## Goal
Which lines in the records below contain the word "yellow"? Pick out each of them and copy it in full.

Coordinate annotation records
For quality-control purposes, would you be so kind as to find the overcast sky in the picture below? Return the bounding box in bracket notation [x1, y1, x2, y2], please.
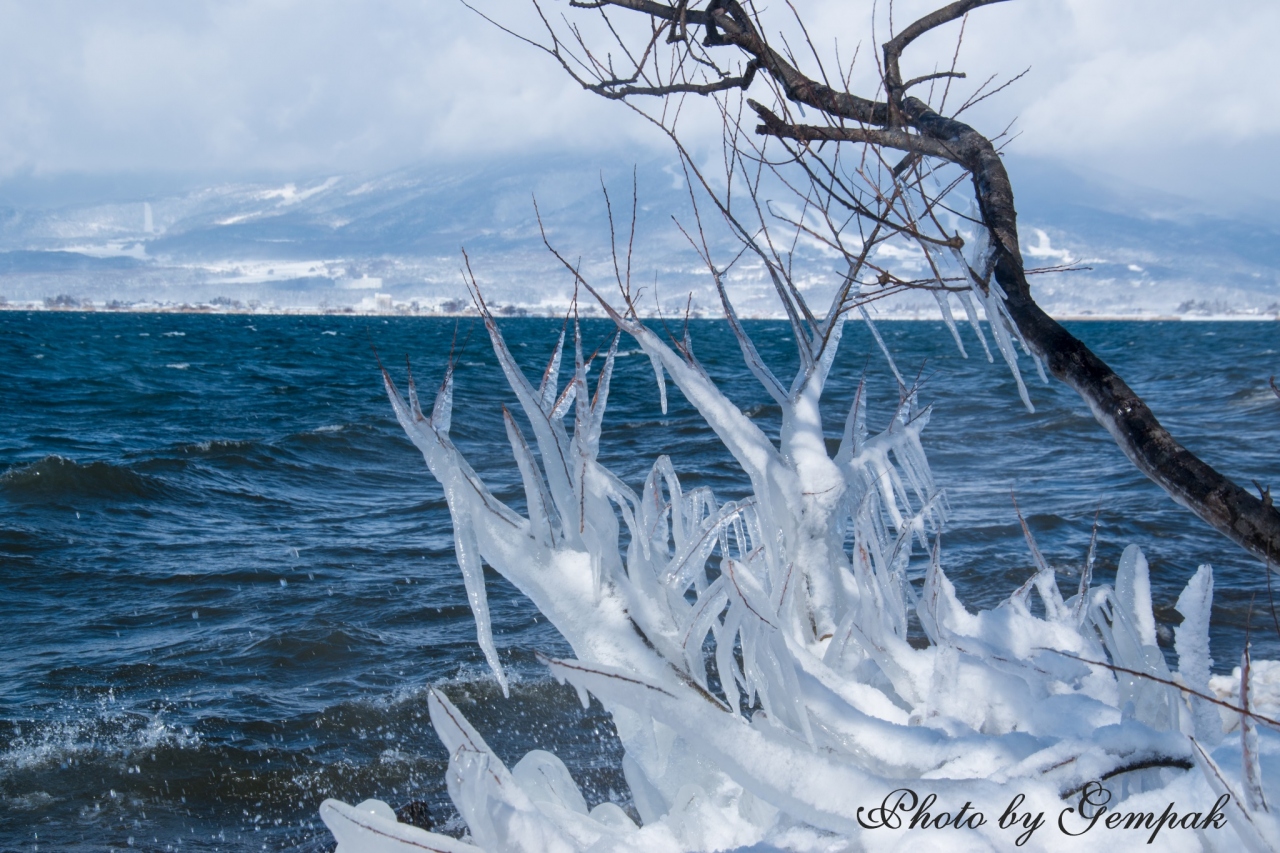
[0, 0, 1280, 208]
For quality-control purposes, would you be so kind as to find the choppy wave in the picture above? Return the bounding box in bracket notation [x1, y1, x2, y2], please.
[0, 455, 164, 502]
[0, 313, 1280, 852]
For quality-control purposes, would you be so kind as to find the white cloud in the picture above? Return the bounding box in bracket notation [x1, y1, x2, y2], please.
[0, 0, 1280, 207]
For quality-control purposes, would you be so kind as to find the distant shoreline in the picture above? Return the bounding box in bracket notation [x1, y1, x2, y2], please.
[0, 304, 1280, 323]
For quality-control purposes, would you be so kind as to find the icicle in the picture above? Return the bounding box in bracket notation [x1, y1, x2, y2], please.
[649, 355, 667, 415]
[1240, 642, 1271, 812]
[449, 522, 511, 697]
[933, 291, 969, 359]
[1174, 564, 1222, 747]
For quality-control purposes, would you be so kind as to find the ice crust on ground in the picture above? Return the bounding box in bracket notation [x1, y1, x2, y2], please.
[321, 297, 1280, 853]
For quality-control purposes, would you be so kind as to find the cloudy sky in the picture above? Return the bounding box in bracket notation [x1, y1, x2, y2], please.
[0, 0, 1280, 204]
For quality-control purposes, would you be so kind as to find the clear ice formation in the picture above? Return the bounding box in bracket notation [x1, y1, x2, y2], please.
[321, 294, 1280, 853]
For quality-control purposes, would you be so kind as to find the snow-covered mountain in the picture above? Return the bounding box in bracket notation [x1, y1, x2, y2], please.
[0, 156, 1280, 316]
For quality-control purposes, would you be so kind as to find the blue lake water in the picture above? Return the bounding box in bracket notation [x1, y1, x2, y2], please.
[0, 311, 1280, 850]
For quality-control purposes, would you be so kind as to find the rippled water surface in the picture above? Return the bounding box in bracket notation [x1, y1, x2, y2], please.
[0, 311, 1280, 850]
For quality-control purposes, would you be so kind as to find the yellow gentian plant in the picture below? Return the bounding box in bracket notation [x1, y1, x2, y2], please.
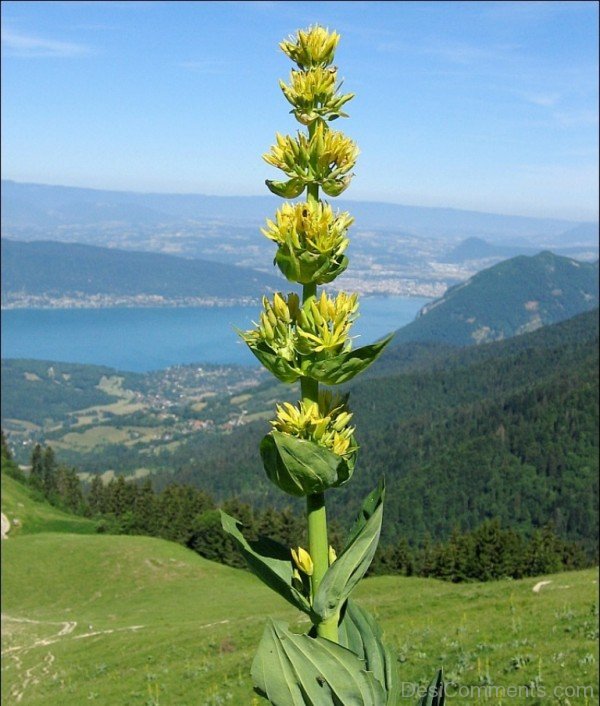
[222, 26, 444, 706]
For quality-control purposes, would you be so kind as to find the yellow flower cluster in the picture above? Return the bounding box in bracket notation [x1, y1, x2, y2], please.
[263, 122, 359, 196]
[261, 201, 354, 258]
[297, 292, 358, 355]
[279, 26, 340, 69]
[271, 391, 356, 456]
[279, 66, 354, 125]
[242, 291, 358, 360]
[242, 292, 300, 362]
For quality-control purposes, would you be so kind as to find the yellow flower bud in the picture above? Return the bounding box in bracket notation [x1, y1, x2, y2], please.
[329, 544, 337, 566]
[291, 547, 314, 576]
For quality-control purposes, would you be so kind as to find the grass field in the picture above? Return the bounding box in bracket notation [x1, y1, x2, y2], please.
[2, 472, 598, 706]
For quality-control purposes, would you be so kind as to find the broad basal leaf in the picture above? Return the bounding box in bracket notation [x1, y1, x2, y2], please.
[252, 620, 386, 706]
[338, 598, 399, 706]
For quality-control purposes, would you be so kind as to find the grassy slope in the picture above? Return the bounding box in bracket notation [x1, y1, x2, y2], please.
[2, 476, 598, 706]
[1, 472, 96, 537]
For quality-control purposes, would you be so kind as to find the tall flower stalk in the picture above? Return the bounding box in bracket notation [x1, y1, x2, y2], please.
[222, 26, 443, 706]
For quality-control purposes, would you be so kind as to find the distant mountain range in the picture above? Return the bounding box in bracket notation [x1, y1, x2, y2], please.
[2, 180, 598, 244]
[394, 252, 598, 346]
[2, 239, 282, 304]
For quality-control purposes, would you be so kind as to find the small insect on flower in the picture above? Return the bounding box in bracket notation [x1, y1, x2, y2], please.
[279, 66, 354, 125]
[279, 25, 340, 69]
[263, 122, 359, 186]
[297, 292, 358, 355]
[271, 391, 357, 456]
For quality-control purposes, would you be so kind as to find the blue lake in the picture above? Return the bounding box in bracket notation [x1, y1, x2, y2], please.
[1, 296, 428, 372]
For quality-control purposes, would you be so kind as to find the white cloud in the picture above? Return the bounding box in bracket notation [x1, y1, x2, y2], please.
[2, 28, 90, 58]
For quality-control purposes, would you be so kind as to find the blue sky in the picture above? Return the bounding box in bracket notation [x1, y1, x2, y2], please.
[2, 0, 598, 220]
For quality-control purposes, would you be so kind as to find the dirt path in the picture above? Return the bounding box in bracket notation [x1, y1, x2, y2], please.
[2, 613, 144, 703]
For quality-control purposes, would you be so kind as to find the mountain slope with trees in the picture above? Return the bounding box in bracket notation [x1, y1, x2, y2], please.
[394, 252, 598, 346]
[148, 312, 598, 552]
[2, 239, 281, 303]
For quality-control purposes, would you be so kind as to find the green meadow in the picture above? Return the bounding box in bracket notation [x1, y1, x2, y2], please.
[2, 476, 598, 706]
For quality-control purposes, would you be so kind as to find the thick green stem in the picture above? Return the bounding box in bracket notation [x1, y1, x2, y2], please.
[300, 173, 338, 642]
[306, 493, 338, 642]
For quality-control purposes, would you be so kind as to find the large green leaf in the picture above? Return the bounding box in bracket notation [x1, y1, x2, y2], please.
[338, 598, 399, 706]
[275, 247, 348, 284]
[252, 620, 386, 706]
[310, 333, 394, 385]
[220, 510, 312, 615]
[346, 478, 385, 544]
[313, 487, 385, 620]
[260, 431, 356, 497]
[418, 669, 446, 706]
[240, 340, 301, 383]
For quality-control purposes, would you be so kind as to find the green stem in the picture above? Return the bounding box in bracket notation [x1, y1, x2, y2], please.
[306, 486, 338, 642]
[300, 165, 338, 642]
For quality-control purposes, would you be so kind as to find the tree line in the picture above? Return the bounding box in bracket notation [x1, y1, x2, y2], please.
[2, 432, 590, 582]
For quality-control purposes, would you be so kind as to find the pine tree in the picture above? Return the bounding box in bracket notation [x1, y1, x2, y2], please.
[0, 429, 12, 461]
[87, 475, 107, 515]
[42, 446, 57, 498]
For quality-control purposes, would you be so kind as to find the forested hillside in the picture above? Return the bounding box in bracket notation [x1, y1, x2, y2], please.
[151, 312, 598, 549]
[394, 252, 598, 346]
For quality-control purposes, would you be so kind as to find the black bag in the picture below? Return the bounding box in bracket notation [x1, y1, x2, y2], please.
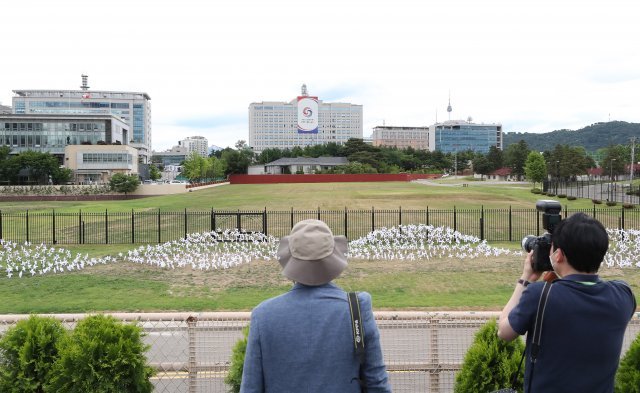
[491, 281, 553, 393]
[347, 292, 367, 393]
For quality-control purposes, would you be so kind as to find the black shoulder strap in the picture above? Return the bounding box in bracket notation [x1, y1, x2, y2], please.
[348, 292, 365, 364]
[347, 292, 367, 392]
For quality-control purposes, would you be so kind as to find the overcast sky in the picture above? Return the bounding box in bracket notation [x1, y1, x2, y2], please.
[0, 0, 640, 150]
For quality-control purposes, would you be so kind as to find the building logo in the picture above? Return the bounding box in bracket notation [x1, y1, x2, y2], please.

## Correct response
For quality-control purposes, would you be so kind as to find the yellow gentian plant in the picture below? Return the bounding box in bracket notation [x1, y1, x2, y2], please.
For quality-control purposes, would you be so kind as to find the yellow flower cluster in the picture above? Return the bounding box in bracket notation [x1, y1, x2, y2], please.
For quality-control purposes, would you be so kind as to find the yellow flower bud in the picture above? Return the bounding box in bracket notation [x1, y1, x2, y2], please.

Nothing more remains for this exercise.